Rory McIlroy was back pedalling early on moving day at the 122nd U.S. Open at Brookline and ended the round with half-a-dozen pars to remain well in sight of victory in suburban Boston.

McIlroy, and very much not alone atop of the board, struggled in the cooler and strong windy conditions on day three posting a third round 73 to be tied in seventh place but only four shots from the front at Brookline.

Defending US Open champion Jon Rahm birdied three of his closing four holes in his round of 69 to lead the field by a shot at five-under. A year ago, Rahm became the first Spaniard to capture a U.S. Open and now he’s 18-holes shy of making it back-to-back triumphs.

American Will Zalatoris, who lost a play-off in last month’s PGA Championship, signed for a ‘best of the day’ 67 to be sharing second at four-under with England’s Matt Fitzpatrick, who birdied three of four holes from the 14th, in his score of 68.

Three players – World No. 1 Scottie Scheffler (71), Keegan Bradley (69) and Canadian Adam Hadley (70) – share fourth place on two-under.

McIlroy along with Sam Burns (71) and Joel Dahmen (74) share seventh place on one under but only three from the front.

Just seven players among the remaining 64 in the field managed to break par in the tougher day three conditions.

Zalatoris summed-up the day saying: “It was brutal out there. When I made a mistake, I made sure I was on the fat side of the green or having room where I could maybe at least chip one up there to 8, 10 feet.

“I think it took a lot of discipline today. I mean, we didn’t aim at a single flag even with some wedges just because you really only have a foot or two to deal with on these greens in some situations.

“Normally guys out here when they have wedges in their hand, they’re firing at pins no matter what the situation was, but it’s just a lot of patience and giving myself as many 15- to 25-footers as I could, and obviously, a couple happened to go in today, and it felt pretty good”.

McIlroy, as the 2011 U.S. Open champion, was off to a wild start when he was left off the opening tee and though he saved par, his day was not helped when he bogeyed three of his opening six holes and dropping back to one-under on the host Brookline course in suburban Boston.

McIlroy had struggled early on day two in taking a double-bogey at the third hole, and a day later he was making a mess of the second and third holes, and then missing the green well left at the par-3 sixth and finding himself taking a third bogey in four holes.

It was not till the par-3 11th hole McIlroy grabbed a first birdie of his round, landing his tee-shot some 12-feet shy of the cup but then producing an overdue right hand fist pump when his putt disappeared into the cup.

However, the delight was short-lived with McIlroy dropping a shot at the next, the par-4 12th hole.

After pars at the 13th to his 17th holes, McIlroy’s drive down the last looked as wild as his first drive of the round, heading also way left but with McIlroy being line of sight relief from a temporary structure and ending his round with six successive pars and sharing seventh place.

SET EXERCISE A:
Which players in the golf report have a score in parentheses after their name? Give each with that score.
The golf report and the listing are separate, unrelated material.

DATA EXTRACT:
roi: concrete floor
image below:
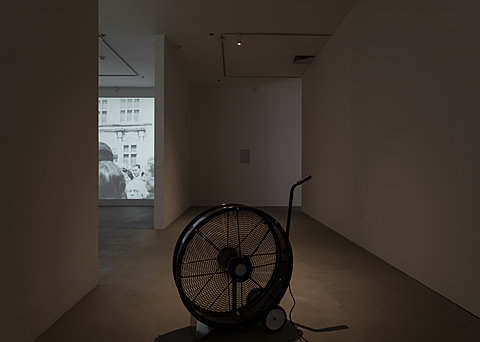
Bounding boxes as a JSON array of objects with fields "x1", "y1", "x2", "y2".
[{"x1": 37, "y1": 208, "x2": 480, "y2": 342}]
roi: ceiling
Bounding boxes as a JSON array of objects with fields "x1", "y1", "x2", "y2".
[{"x1": 99, "y1": 0, "x2": 355, "y2": 87}]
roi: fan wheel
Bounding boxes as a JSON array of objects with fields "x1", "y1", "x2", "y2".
[{"x1": 173, "y1": 205, "x2": 293, "y2": 330}]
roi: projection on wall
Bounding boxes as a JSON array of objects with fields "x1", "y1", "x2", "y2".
[{"x1": 98, "y1": 97, "x2": 154, "y2": 199}]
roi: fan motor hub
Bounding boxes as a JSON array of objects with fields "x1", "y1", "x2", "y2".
[{"x1": 228, "y1": 256, "x2": 253, "y2": 283}]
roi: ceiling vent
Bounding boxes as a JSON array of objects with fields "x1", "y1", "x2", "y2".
[{"x1": 293, "y1": 55, "x2": 315, "y2": 64}]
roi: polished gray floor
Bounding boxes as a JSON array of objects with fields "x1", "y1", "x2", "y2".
[{"x1": 38, "y1": 208, "x2": 480, "y2": 342}]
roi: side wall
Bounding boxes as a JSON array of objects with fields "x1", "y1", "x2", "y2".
[
  {"x1": 192, "y1": 88, "x2": 301, "y2": 206},
  {"x1": 0, "y1": 0, "x2": 98, "y2": 342},
  {"x1": 303, "y1": 0, "x2": 480, "y2": 316},
  {"x1": 163, "y1": 38, "x2": 191, "y2": 227}
]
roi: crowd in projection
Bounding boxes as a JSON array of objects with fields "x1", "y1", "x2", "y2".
[{"x1": 98, "y1": 142, "x2": 154, "y2": 199}]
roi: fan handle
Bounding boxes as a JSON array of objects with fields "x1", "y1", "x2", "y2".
[{"x1": 287, "y1": 175, "x2": 312, "y2": 237}]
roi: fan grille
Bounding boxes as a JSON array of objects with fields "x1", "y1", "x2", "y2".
[{"x1": 174, "y1": 206, "x2": 292, "y2": 327}]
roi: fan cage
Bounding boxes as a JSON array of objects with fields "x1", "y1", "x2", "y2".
[{"x1": 173, "y1": 205, "x2": 293, "y2": 328}]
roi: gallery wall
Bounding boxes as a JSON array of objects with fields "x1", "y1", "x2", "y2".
[
  {"x1": 155, "y1": 35, "x2": 191, "y2": 228},
  {"x1": 192, "y1": 88, "x2": 301, "y2": 206},
  {"x1": 302, "y1": 0, "x2": 480, "y2": 316},
  {"x1": 0, "y1": 0, "x2": 98, "y2": 342}
]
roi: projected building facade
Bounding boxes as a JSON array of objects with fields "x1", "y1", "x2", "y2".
[{"x1": 98, "y1": 98, "x2": 154, "y2": 198}]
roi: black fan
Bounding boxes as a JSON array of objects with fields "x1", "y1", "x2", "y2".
[{"x1": 173, "y1": 176, "x2": 311, "y2": 331}]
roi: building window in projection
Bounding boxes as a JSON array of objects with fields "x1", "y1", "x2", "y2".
[{"x1": 98, "y1": 98, "x2": 154, "y2": 199}]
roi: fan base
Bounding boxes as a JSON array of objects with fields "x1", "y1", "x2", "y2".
[{"x1": 190, "y1": 316, "x2": 213, "y2": 341}]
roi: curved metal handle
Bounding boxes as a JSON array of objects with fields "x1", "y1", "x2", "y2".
[
  {"x1": 286, "y1": 175, "x2": 312, "y2": 237},
  {"x1": 295, "y1": 175, "x2": 312, "y2": 186}
]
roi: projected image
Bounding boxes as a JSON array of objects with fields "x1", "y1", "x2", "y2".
[{"x1": 98, "y1": 98, "x2": 154, "y2": 199}]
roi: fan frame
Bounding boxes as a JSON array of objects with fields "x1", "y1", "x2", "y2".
[{"x1": 172, "y1": 204, "x2": 293, "y2": 329}]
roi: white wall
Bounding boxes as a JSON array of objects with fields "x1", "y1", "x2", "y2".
[
  {"x1": 0, "y1": 0, "x2": 98, "y2": 342},
  {"x1": 155, "y1": 35, "x2": 191, "y2": 228},
  {"x1": 192, "y1": 88, "x2": 301, "y2": 206},
  {"x1": 303, "y1": 0, "x2": 480, "y2": 316}
]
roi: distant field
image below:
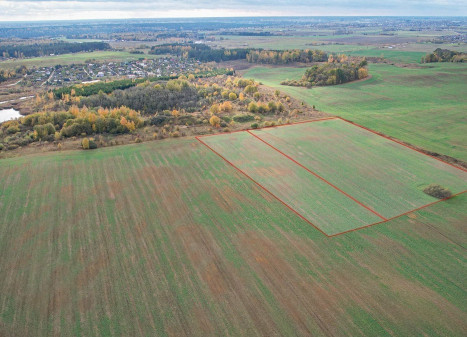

SET EXERCISE B:
Pull out every line of the listing that contains the string "projection", matching case exactly.

EXERCISE RESULT A:
Scottie Scheffler (71), Keegan Bradley (69), Adam Hadley (70), Sam Burns (71), Joel Dahmen (74)

EXERCISE RESULT B:
roi: projection on wall
roi: crowd in projection
roi: building window in projection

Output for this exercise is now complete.